And then to top off this week of I love you issues, I emailed my Lenten essay to my minister and did not hear back from her. It was a chatty email with the essay attached and I signed it Love, Karen, which I instantly regretted. She's going to think I've got a psychotic obsession with her, or some sort of unhealthy attachment and that is why she hasn't emailed me back. Or it could be the content of my Lenten essay. These essays are assigned one a day, to different people, spanning the whole of the Lenten season. They are supposed to be your inspiration after reading different quotes from the Bible. This is what I wrote;
When I was nineteen my brain changed because of schizophrenia. My brain was what had made me president of the debate club and on the dean’s list at Barnard College. I went from being a social shark to someone who was so pitiful that they crawled across the hospital floor instead of walking. I stopped talking, lost my ability to read, and sat under tables. I was institutionalized for two years on a locked ward.
When I got out of the hospital I tried to go back to college and failed. I tried again and failed. I tried a third time and failed again. Eventually I had to face that I was no longer the person I used to be. And I could not have a life like most other people had.
During the next decade, one after another, good people entered my life. They were mentally ill friends, a few nice boyfriends, and I was treated very well by the parents of one boyfriend. There was a strange balance in my life. I was limited and often in pain from psychiatric symptoms, but I had fun too. I was happy even though I had to be hospitalized again some seven times.
Today I am stabilized on medication. I married the kindest man I have ever known. There is a lot of love and laughter in my life but also a broken brain that sometimes doesn’t work. Truly I can say that I’ve been blessed. When I eat a pint of blueberries I feel blessed. When I play with my puppy I feel blessed. When I finish a painting I feel blessed. When I walk to the post office I feel blessed. To eat, to love, to work, to walk – all this is so simple and all this is a blessing. My illness taught me to take nothing for granted. My illness ground me down into dust and then I was made new. So I must wonder, was my illness a blessing in disguise?
So I'm afraid that I've outed myself to the church and the minister doesn't approve. Yes, this fear is all in my head but it was awfully peculiar sending her a friendly email (with talk and pictures of my puppy) and getting no reply.

Stored data entries
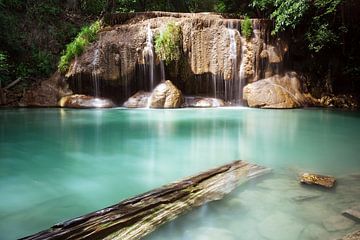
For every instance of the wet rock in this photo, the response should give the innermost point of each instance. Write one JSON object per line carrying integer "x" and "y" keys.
{"x": 166, "y": 95}
{"x": 337, "y": 223}
{"x": 280, "y": 226}
{"x": 203, "y": 102}
{"x": 47, "y": 93}
{"x": 352, "y": 236}
{"x": 277, "y": 92}
{"x": 339, "y": 101}
{"x": 138, "y": 100}
{"x": 83, "y": 101}
{"x": 315, "y": 179}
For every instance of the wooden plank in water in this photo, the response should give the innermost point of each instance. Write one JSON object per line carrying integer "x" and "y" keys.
{"x": 316, "y": 179}
{"x": 138, "y": 216}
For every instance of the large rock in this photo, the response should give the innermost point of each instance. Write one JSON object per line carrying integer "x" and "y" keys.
{"x": 83, "y": 101}
{"x": 166, "y": 95}
{"x": 277, "y": 92}
{"x": 47, "y": 93}
{"x": 138, "y": 100}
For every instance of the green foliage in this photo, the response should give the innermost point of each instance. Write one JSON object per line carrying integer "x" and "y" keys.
{"x": 4, "y": 67}
{"x": 75, "y": 48}
{"x": 246, "y": 28}
{"x": 319, "y": 36}
{"x": 126, "y": 6}
{"x": 43, "y": 61}
{"x": 167, "y": 43}
{"x": 288, "y": 14}
{"x": 92, "y": 7}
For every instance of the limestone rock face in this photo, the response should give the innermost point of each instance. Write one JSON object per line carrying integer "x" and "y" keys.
{"x": 118, "y": 60}
{"x": 166, "y": 95}
{"x": 83, "y": 101}
{"x": 277, "y": 92}
{"x": 138, "y": 100}
{"x": 47, "y": 93}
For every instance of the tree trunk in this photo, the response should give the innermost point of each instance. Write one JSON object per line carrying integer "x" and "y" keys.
{"x": 136, "y": 217}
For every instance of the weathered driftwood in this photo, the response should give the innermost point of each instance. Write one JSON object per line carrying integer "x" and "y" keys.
{"x": 136, "y": 217}
{"x": 315, "y": 179}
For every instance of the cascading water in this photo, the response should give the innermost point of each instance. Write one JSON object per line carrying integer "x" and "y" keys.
{"x": 94, "y": 73}
{"x": 233, "y": 59}
{"x": 148, "y": 54}
{"x": 242, "y": 77}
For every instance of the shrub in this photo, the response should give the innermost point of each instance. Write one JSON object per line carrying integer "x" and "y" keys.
{"x": 246, "y": 28}
{"x": 76, "y": 47}
{"x": 167, "y": 43}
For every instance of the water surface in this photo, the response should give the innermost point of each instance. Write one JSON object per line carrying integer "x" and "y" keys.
{"x": 57, "y": 164}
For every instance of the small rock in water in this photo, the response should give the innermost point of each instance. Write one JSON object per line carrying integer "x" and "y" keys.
{"x": 352, "y": 213}
{"x": 300, "y": 196}
{"x": 337, "y": 223}
{"x": 201, "y": 102}
{"x": 84, "y": 101}
{"x": 315, "y": 179}
{"x": 315, "y": 232}
{"x": 138, "y": 100}
{"x": 352, "y": 236}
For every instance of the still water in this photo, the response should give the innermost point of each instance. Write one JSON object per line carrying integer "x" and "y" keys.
{"x": 57, "y": 164}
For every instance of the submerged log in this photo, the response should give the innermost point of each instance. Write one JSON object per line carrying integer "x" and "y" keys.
{"x": 136, "y": 217}
{"x": 315, "y": 179}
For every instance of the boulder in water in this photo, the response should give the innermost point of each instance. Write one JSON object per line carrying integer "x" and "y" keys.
{"x": 166, "y": 95}
{"x": 84, "y": 101}
{"x": 277, "y": 92}
{"x": 200, "y": 102}
{"x": 352, "y": 236}
{"x": 138, "y": 100}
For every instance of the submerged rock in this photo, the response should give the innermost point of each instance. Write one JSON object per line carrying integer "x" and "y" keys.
{"x": 138, "y": 100}
{"x": 352, "y": 236}
{"x": 280, "y": 226}
{"x": 353, "y": 213}
{"x": 315, "y": 179}
{"x": 277, "y": 92}
{"x": 200, "y": 102}
{"x": 166, "y": 95}
{"x": 83, "y": 101}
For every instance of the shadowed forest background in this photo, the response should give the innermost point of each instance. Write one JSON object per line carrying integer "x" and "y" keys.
{"x": 323, "y": 35}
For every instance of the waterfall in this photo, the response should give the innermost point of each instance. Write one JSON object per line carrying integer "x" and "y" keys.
{"x": 94, "y": 73}
{"x": 232, "y": 87}
{"x": 162, "y": 71}
{"x": 242, "y": 76}
{"x": 148, "y": 53}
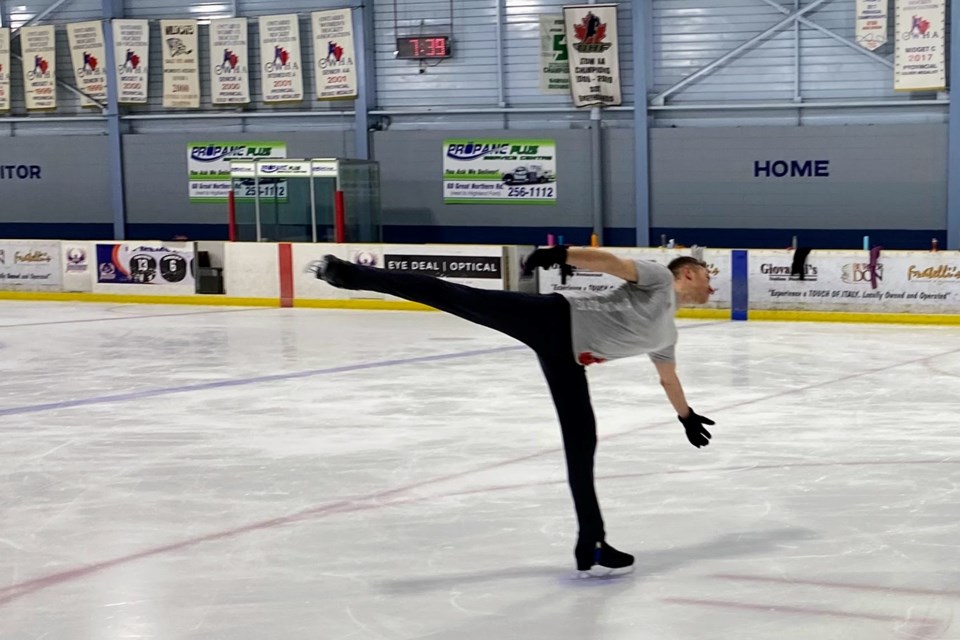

#### Work to be completed:
Edit the passage of the blog post between "So I'm afraid" and "getting no reply.", inclusive, and write it out with "friendly email" changed to "cheerful email".

#### Written response:
So I'm afraid that I've outed myself to the church and the minister doesn't approve. Yes, this fear is all in my head but it was awfully peculiar sending her a cheerful email (with talk and pictures of my puppy) and getting no reply.